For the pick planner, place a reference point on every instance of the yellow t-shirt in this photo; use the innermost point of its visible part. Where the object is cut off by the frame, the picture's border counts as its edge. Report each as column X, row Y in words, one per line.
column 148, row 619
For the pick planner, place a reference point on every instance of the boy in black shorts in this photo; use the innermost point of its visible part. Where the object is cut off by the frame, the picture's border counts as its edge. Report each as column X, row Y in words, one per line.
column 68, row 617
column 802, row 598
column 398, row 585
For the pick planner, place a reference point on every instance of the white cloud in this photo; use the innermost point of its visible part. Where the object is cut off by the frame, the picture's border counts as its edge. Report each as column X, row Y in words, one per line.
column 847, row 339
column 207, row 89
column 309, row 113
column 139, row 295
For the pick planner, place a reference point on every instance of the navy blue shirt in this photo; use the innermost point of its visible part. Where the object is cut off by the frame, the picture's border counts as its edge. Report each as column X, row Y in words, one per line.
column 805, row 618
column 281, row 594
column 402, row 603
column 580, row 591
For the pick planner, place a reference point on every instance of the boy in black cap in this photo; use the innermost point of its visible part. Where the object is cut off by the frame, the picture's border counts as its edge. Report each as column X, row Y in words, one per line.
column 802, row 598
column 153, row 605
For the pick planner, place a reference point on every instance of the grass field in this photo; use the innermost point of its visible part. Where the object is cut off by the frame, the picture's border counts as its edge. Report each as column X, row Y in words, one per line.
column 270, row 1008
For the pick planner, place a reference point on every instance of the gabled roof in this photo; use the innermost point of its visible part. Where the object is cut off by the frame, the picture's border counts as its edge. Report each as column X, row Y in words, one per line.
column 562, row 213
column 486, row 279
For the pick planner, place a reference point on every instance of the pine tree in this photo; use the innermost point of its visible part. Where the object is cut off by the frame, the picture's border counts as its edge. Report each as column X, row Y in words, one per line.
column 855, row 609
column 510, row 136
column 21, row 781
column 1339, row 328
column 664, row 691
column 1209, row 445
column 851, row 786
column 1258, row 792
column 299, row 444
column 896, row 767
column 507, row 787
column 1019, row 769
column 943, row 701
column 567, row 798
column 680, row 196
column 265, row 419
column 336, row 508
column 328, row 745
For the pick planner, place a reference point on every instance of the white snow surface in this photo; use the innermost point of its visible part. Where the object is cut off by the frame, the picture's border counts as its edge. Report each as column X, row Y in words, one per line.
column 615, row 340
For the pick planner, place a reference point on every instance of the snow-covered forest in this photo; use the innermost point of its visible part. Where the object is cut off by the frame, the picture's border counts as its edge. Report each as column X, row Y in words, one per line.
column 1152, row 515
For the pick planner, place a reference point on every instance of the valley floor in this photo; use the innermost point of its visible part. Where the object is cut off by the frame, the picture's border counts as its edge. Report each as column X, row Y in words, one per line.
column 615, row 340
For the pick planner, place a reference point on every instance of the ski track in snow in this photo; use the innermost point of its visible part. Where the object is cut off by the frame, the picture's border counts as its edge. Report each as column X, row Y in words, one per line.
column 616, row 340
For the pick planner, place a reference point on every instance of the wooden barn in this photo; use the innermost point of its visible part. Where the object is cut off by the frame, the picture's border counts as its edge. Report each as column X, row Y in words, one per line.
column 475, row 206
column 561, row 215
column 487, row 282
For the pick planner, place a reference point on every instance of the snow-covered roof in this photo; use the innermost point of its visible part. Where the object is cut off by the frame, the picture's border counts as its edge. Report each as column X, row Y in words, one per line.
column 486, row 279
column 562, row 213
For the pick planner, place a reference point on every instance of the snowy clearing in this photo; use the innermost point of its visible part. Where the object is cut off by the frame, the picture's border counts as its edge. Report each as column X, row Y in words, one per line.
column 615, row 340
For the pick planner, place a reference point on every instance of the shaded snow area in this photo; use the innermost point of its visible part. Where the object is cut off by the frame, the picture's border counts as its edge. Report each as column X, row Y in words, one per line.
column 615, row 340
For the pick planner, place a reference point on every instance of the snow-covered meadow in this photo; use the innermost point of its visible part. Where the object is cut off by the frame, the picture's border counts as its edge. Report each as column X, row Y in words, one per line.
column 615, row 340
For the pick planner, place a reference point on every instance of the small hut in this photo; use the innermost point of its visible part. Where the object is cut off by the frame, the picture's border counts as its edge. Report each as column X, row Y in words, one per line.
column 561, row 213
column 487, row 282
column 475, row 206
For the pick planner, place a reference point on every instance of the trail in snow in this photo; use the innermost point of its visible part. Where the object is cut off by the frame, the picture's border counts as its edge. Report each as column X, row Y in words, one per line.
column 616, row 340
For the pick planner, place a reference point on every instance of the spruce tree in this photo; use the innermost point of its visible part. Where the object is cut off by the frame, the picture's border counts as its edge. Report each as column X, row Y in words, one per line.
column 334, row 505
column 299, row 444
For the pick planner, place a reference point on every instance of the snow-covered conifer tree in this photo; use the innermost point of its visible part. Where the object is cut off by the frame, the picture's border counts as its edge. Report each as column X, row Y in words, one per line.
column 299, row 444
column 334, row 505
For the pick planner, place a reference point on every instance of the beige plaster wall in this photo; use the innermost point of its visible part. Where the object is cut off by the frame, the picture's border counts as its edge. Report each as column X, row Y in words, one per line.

-------------------------

▶ Required task
Render the listing above, from its start through the line containing "column 270, row 1008", as a Markdown table with the columns "Number" and "Text". Give each line its own row, number the rows in order, and omit any blank lines.

▶ Response
| Number | Text |
|---|---|
| 1 | For the pick planner, place a reference point on every instance of the yellow t-shirt in this photo; use the innermost point of its visible part. Where the object is cut off by the frame, the picture's border counts as its edge. Report each as column X, row Y in words, one per line. |
| 2 | column 148, row 619 |
| 3 | For the pick planner, place a reference point on every instance of the boy in black shorts in this photo; use the innermost point of its visible part. Where the object is cut off by the frame, the picture's border counts as its edge. Report each as column X, row Y in words, one per line. |
| 4 | column 68, row 617 |
| 5 | column 802, row 598 |
| 6 | column 398, row 585 |
| 7 | For the pick planner, place a reference point on every instance of the white cloud in this photo; use the innermost point of its visible part. Where the object is cut off by the frame, the picture's border counts as its edge. Report each as column X, row Y in words, one per line. |
| 8 | column 847, row 339 |
| 9 | column 207, row 89 |
| 10 | column 309, row 113 |
| 11 | column 139, row 295 |
| 12 | For the pick planner, place a reference point on every instance of the navy blue shirt in this photo; use the innermost point of its visible part. Where the object is cut off by the frame, the picture's border counts as its edge. Report each as column X, row Y in words, one per line. |
| 13 | column 805, row 618 |
| 14 | column 281, row 594 |
| 15 | column 402, row 603 |
| 16 | column 580, row 591 |
| 17 | For the pick planner, place a reference point on every instance of the boy in black cap in this photo; use the innermost point of its visible part. Where the object is cut off by the frame, the picture's border counts as its edge. Report each as column X, row Y in words, one per line. |
| 18 | column 802, row 598 |
| 19 | column 153, row 605 |
| 20 | For the pick planner, place a reference point on every instance of the grass field in this photo; use the innermost point of its visible part. Where the object is cut off by the frame, the picture's border counts as its edge. Report each as column X, row Y in words, one per line. |
| 21 | column 270, row 1008 |